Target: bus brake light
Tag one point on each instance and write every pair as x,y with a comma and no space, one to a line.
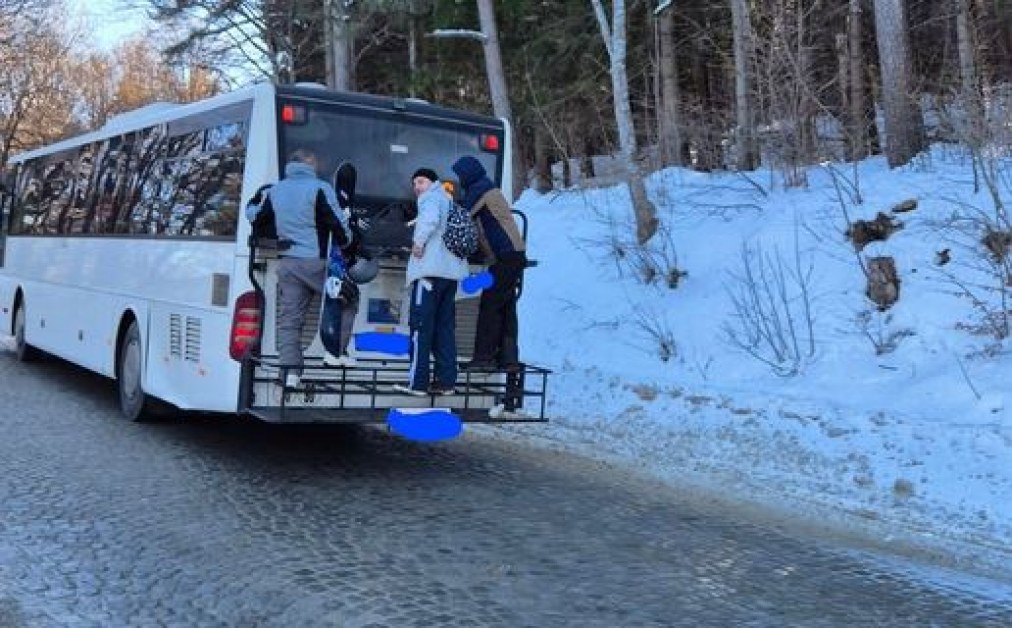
292,114
245,326
490,144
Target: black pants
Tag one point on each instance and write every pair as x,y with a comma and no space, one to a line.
496,340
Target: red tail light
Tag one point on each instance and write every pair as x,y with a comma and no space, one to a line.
490,144
245,326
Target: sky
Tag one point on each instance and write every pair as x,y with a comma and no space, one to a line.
910,446
108,21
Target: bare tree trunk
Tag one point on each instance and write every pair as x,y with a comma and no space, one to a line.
857,131
967,65
414,27
613,34
669,109
542,161
744,124
904,124
497,88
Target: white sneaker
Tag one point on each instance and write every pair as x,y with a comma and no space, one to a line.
499,411
409,390
344,361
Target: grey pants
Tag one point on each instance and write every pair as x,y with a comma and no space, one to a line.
298,280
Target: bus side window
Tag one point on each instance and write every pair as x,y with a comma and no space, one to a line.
5,200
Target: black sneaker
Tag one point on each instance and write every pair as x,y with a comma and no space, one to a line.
441,389
479,365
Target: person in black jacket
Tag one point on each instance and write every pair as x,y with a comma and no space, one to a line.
496,343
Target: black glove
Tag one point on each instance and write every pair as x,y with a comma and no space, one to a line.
258,196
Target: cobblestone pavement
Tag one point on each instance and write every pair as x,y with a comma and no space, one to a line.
217,522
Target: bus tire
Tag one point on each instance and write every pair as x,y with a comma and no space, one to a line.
134,401
22,350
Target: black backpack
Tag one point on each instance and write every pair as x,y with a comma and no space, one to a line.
460,236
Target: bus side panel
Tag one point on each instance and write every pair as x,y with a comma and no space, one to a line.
7,288
188,363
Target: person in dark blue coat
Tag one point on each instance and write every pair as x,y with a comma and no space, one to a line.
496,341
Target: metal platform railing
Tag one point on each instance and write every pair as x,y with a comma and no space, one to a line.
364,393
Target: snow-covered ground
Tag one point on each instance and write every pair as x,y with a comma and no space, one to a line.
891,424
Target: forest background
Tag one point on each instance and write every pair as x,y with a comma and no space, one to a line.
727,85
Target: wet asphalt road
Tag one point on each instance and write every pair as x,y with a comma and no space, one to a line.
224,522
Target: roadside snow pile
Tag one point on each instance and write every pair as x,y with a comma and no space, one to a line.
895,420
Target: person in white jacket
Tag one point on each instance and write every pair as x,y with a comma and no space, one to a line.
433,273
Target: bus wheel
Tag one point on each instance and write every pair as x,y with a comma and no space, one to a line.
131,366
23,351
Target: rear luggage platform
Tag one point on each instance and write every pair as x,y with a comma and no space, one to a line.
364,393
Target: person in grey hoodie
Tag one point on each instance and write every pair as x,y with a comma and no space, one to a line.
432,273
305,212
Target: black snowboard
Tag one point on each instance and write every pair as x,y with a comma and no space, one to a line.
330,317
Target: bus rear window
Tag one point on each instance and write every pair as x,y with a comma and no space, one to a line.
386,149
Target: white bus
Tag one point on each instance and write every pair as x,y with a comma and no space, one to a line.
125,251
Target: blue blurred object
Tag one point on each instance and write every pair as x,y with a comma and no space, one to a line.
393,344
480,281
425,425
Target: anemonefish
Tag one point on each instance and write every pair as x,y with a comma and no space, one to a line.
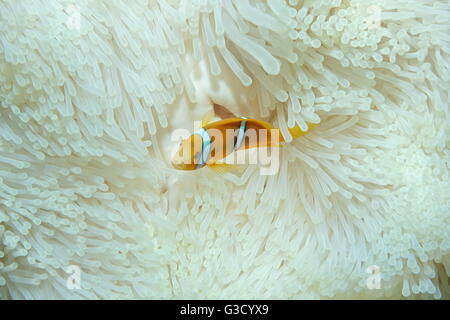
214,141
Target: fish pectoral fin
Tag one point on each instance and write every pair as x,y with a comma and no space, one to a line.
223,167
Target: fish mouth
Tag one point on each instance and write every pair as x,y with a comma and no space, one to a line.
183,166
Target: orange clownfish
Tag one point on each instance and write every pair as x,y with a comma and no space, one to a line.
214,141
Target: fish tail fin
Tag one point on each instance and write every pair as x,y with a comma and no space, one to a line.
297,132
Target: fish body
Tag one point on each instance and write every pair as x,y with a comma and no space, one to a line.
214,141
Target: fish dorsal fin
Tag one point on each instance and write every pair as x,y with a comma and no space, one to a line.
207,118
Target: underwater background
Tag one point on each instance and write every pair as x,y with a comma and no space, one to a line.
92,91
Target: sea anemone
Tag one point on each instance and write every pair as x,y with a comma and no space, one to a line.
91,92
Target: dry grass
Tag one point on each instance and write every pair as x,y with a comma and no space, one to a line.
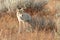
9,27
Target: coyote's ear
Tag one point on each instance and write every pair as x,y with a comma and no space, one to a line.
17,10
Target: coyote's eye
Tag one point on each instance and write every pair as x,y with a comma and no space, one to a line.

## Exercise directions
Exclude the pictures and transcribe all of the entries exactly.

## Result of the task
Target: bus brake light
Tag one point on each instance and write every pair as x,y with a comma and no space, one to a line.
292,114
245,326
490,144
Target: black pants
Tag one point on each instance and write every pair as x,y with a comma and no space, one to a line.
496,340
Target: red tail light
Tag one point on each instance and write every pair as x,y with a comma and no space, one to a line.
490,144
245,326
Target: sky
Tag one point on each instance and write every pair as x,y with a comma and no space, one to a line.
910,446
108,21
Target: bare tree trunk
Tag one point on each instance and write every pair as x,y with a comma and no space, one to a line.
857,131
967,65
414,27
613,34
669,109
542,161
744,124
904,124
497,88
Target: white sneaker
Tag one point on each instance and write every pair as x,y with a comma and no space, one to a line.
499,411
409,390
344,361
Target: grey pants
Tag one point on each instance and write every pair as x,y with a comma and no space, one to a line.
298,280
Target: bus side window
Tag one point on each instance and write every pair as x,y with a comma and no space, one to a line.
5,200
Target: black sneaker
Tag one point on each instance and write every pair as x,y with a comma and no space, one to a line.
441,389
479,365
Target: person in black jacket
Tag one point on each instance and write every pair as x,y with a comma and no space, one to a line.
496,343
Target: black glove
Tag one point on each instance and write every pair as x,y with a comma and no space, one to a line.
258,196
Target: cobblestone pavement
Tag one point on each instance and write every pair as x,y with a comma and no space, one to a line.
217,522
Target: bus tire
Tag one point on each instance and write every pair as x,y with a comma and no space, one to a line.
134,401
22,350
Target: black backpack
Tag one point on each instance and write every pair as x,y with a comma and no space, one to a line.
460,236
Target: bus side panel
Tag one point on each instance and write every pair as x,y with a comma and no space, one to a line.
7,288
188,363
Target: person in dark blue coat
Tag one point on each instance and write every pair as x,y with a comma and no space, one to a line.
496,341
Target: metal platform railing
Tag one point on each instance and write every pair as x,y with a comma and no space, one to a line.
364,393
Target: snow-covered ground
Tag one point on each instance and write every pair as x,y with a comma and no space, one to a line.
891,424
Target: forest background
Tag one point on each instance and write every pair as x,y with a comma and no space, one to a line.
727,85
Target: wet asphalt road
Tag one point on each instance and write every pair as x,y with a comma and no space, one to a line.
224,522
Target: roadside snow pile
Tag one point on each instance and write every pair as x,y with a comma and no space, one to a line.
895,420
Target: person in white jacket
Tag one point on each instance and write every pair as x,y with a comma and no space, one to a line.
433,273
Target: bus wheel
Tag one point on each instance and write every pair as x,y with a comma and no space, one to a line.
131,366
23,351
Target: rear luggage platform
Tag one point on each instance and write every pair as x,y with a comma and no space, one to a line.
364,393
Target: person in grey hoodie
Tag one point on each instance and write every pair as x,y with a comma and no space, one to a line.
432,273
305,212
Target: black snowboard
Tag one point on each instance and write every pair as x,y with a comma and no space, one to a line.
330,317
Target: bus rear window
Tag one point on each instance and write every pair as x,y with a comma and no space, one to a line.
386,149
Target: white bus
Tag one point on each instance and write every pair as x,y with a comma and no space, one to a line.
125,251
Target: blue blurred object
Tag one point on each instance and write every pair as x,y with a comma and no space, one to a line.
393,344
480,281
425,425
Target: anemonefish
Tag one point on each instance and write every pair as x,y with a comma and no space, one to a line.
214,141
Target: fish pectoral fin
Tag one point on each instance and write every pair as x,y with a comma and no space, one to a line.
223,167
Target: fish mouth
Tag one point on each instance and write every pair as x,y with a comma and no space, one to a line.
183,166
Target: orange clownfish
Tag one point on each instance and write every pair as x,y with a comma and no space, one to a line.
214,141
Target: fish tail fin
Tag one point on each instance and write every pair as x,y with a comma and no space, one to a line.
297,132
Target: fish body
Tag one point on each instance and write every pair as x,y with a comma and no space, one to a line.
214,141
Target: fish dorsal fin
Tag one point on each instance and write every pair as x,y with a comma and no space, one to a line.
207,118
Target: underwater background
Tag one point on each instance and write every pair as x,y with a comma and no space, one to a line.
92,91
Target: sea anemone
Tag one point on each instance and write every pair as x,y with a comma and no space, one to a line.
91,92
Target: dry grass
Tag one point on each instance and write every pair as x,y with a comma and no space, one to a line.
9,27
Target: coyote's ear
Tag one point on each instance and write every pair as x,y with a comma and no space, one to a line.
17,10
Target: coyote's eye
Tag one point on each instance and write every pair as x,y with a comma and no space, one to a line.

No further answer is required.